Extracted data entries:

_ _ _

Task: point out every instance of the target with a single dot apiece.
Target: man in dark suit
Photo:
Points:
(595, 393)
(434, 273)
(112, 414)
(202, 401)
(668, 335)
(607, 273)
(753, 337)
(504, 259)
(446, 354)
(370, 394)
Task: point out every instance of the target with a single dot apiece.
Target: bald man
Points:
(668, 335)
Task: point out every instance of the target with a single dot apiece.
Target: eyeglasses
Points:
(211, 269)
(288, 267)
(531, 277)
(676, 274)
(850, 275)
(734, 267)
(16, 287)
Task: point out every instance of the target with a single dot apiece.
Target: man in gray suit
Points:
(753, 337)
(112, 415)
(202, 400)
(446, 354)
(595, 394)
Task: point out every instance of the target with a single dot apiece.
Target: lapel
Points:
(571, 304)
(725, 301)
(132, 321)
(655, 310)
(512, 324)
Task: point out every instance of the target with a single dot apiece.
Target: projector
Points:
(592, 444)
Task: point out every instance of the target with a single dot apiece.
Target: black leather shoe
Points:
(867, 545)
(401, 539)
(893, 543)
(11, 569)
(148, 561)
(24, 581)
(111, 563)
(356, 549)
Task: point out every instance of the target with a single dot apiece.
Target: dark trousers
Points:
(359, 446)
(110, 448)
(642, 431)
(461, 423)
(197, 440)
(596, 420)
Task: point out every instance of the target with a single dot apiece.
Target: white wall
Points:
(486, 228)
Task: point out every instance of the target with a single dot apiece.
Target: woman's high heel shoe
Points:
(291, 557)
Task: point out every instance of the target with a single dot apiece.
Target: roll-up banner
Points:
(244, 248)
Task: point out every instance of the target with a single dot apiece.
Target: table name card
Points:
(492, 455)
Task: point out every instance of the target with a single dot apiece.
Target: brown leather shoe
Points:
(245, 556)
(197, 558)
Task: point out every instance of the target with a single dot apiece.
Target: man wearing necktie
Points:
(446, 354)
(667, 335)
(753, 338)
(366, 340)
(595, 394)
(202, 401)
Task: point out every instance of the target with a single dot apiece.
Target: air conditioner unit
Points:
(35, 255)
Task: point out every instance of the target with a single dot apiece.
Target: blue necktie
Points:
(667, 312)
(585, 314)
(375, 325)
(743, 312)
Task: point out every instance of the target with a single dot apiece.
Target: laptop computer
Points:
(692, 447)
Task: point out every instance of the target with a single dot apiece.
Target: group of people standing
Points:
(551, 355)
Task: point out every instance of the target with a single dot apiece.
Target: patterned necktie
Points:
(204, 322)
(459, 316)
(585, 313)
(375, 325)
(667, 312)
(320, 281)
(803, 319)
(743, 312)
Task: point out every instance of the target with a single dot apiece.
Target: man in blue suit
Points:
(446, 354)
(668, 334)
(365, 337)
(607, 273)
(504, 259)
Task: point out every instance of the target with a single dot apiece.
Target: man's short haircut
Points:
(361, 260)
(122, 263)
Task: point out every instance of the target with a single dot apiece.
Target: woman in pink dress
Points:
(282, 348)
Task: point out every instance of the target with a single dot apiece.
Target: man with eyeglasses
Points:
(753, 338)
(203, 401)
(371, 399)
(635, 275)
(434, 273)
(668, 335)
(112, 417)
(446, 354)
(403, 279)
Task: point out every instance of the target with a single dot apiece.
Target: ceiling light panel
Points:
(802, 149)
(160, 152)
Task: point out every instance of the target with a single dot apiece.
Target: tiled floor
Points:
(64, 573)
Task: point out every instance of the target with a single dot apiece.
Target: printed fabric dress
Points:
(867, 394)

_ _ _

- TASK DIRECTIONS -
Please report every line of the records above that contains the word "woman".

- RESPONSE BOX -
Target: woman's high heel shoe
Target: woman in pink dress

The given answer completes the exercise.